Your goal:
Every line from the line containing "Target: stair railing" to the end of the data must appear in the answer exactly as it appears there, and nothing else.

^^^^^^^^^^^^^^^^

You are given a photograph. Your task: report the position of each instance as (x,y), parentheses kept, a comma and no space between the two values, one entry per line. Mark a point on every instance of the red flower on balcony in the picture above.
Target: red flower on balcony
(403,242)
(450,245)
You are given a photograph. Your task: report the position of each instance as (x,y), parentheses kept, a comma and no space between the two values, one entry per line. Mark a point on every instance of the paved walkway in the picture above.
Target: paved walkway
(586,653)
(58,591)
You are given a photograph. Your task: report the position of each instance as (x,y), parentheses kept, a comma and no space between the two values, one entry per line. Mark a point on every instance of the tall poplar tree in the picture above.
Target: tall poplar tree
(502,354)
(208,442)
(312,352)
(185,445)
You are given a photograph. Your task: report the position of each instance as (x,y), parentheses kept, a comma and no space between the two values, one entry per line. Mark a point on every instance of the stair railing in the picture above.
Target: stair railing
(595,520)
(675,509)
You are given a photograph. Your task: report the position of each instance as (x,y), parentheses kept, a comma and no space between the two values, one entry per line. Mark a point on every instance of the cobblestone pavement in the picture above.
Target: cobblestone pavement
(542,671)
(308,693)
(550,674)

^^^^^^^^^^^^^^^^

Reply to the exercise:
Target: stair railing
(595,520)
(675,509)
You are given a photograph. Your task: report the position of each instance as (x,y), parentheses kept, a comma and no space between the two values, one entry per line. Mark a point on every instance of the cobblestone pavement in the picture above.
Target: cobblestone pavement
(542,671)
(308,693)
(550,674)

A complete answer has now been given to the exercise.